### YOUR TASK
Return all of the records below verbatim.

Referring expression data
-- -- --

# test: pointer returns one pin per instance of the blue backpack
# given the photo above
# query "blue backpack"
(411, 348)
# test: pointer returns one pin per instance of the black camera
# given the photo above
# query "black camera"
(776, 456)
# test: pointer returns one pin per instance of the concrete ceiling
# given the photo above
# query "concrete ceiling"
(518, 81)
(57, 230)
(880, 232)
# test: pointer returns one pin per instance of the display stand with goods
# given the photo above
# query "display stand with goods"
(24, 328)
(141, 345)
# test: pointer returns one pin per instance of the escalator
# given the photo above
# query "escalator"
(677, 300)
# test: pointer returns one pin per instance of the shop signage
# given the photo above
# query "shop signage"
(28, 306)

-- -- --

### RESPONSE TO THE TASK
# test: pointer returns one pin per instance of the blue backpack
# given the photo above
# query "blue backpack"
(411, 348)
# test: pointer returns one pin per instance of the black camera
# given the photo above
# query "black camera"
(776, 456)
# test: pointer returns one pin per instance of the concrete ceiling
# given the photo above
# query "concrete ceiling"
(518, 81)
(57, 230)
(880, 232)
# test: pointer returns one pin per instance of the display stand with goods
# given the photo above
# query "display stand with goods"
(24, 328)
(141, 345)
# test: pointer returns one pin per instance of the escalator
# given the photo above
# query "escalator"
(677, 300)
# test: pointer returns one pin per instance of the shop signage
# given the photo above
# query "shop signage"
(28, 306)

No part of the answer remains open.